PROBLEM DETAILS:
Return the lines of the listing below word for word, from the line with "point: metal railing" to the line with "column 52, row 110", with both of those lines included.

Collection entries:
════

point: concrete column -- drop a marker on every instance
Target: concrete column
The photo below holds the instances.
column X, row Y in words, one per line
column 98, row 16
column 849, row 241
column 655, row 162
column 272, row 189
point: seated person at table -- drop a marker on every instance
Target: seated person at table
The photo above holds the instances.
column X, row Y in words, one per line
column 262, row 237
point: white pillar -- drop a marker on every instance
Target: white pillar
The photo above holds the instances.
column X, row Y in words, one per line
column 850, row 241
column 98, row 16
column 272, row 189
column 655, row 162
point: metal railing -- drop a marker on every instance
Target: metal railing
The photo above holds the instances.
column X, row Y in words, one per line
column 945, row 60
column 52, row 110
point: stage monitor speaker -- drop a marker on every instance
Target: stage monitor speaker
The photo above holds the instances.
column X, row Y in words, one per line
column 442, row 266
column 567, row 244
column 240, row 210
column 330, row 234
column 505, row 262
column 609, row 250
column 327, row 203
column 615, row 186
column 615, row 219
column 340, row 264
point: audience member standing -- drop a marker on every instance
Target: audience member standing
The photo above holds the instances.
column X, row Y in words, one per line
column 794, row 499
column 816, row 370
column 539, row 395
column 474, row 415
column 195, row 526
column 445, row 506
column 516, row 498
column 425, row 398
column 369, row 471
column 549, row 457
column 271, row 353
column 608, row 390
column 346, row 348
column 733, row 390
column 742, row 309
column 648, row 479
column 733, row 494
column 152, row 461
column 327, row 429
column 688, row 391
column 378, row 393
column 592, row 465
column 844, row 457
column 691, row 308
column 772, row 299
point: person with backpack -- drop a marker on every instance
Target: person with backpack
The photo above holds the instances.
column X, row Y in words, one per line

════

RESPONSE:
point: metal railing -- drop a marker on every instance
Target: metal railing
The photo above holds the instances.
column X, row Y in words, one per line
column 945, row 60
column 52, row 110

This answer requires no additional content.